CHECK YOUR UNDERSTANDING:
1. Do these statements agree with the hepatitis B article? (a) The research came from Italy. (b) Telling inactive carriers from patients with active HBeAg-negative chronic hepatitis B currently takes six months of monitoring. (c) Dr. Brunetto spoke to Reuters Health by telephone. Answer yes or no for each, quoting the words of the article that settle it.
2. In the hepatitis B article, what institution is Dr. Maurizia Brunetto from?
3. Pick up the hepatitis B article after its last sentence and keep writing.

EXTRACTED TEXT:
---------------

Reuters Health Information (2010-06-11): HbsAg plus HBV DNA help distinguish active from inactive carriers
HbsAg plus HBV DNA help distinguish active from inactive carriers
Last Updated: 2010-06-11 13:23:28 -0400 (Reuters Health)
NEW YORK (Reuters Health) - Measuring hepatitis B virus (HBV) DNA and surface antigen (HBsAg) levels can quickly distinguish active and inactive carriers of hepatitis B virus (HBV) genotype D, new research from Italy shows.
Currently, an adequate differential diagnosis between inactive carriers and patients with active HBeAg-negative chronic hepatitis B requires a year of monitoring, the lead author told Reuters Health. HBV DNA levels can fluctuate frequently and widely in HBV patients who are HBeAg-negative.
But measuring both HBsAg and HBV DNA in serum provides "the highest diagnostic accuracy in the identification of inactive carriers ... even at a single-point evaluation," Dr. Maurizia Brunetto of the University Hospital of Pisa told Reuters Health by e-mail.

---------------

DATA LISTING:
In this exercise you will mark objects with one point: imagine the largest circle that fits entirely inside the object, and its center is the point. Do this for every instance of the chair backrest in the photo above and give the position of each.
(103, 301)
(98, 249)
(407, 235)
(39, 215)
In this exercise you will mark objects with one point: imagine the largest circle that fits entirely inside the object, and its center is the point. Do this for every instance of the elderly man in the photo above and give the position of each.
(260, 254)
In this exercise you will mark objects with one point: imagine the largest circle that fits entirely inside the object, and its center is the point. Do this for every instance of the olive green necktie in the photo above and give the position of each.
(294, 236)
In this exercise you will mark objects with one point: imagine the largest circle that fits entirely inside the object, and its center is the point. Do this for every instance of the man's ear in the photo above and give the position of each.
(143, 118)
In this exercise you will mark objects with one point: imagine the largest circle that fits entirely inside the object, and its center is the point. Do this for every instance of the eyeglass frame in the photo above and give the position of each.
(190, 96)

---------------

TASK RESULTS:
1.
(a) Yes: "new research from Italy shows"
(b) No: "requires a year of monitoring"
(c) No: "told Reuters Health by e-mail"

2. The University Hospital of Pisa.

3.
The combination assessment works well, she explained, because the tests give complementary information. HBV DNA levels reflect HBV replication, while HBsAg levels reflect transcription of intrahepatic covalently closed circular DNA.
Although the method is not ready for clinical use, the combined results of HBsAg and HBV DNA testing could eventually help identify candidates for antiviral therapy and tailor the duration of treatment, Dr. Brunetto said.
Dr. Brunetto cautioned, however, that these data apply to patients with HBV genotype D only, and that "HBsAg thresholds of clinical relevance could vary according to genotype."
As reported online May 7th in Gastroenterology, the study involved 209 HBeAg-negative/anti-HBe-positive chronic HBsAg carriers infected with HBV genotype D. The median age was 48, and the population was evenly split between males and females. The median prospective follow-up was 34.5 months, with blood tests monthly for the first year and then every three months.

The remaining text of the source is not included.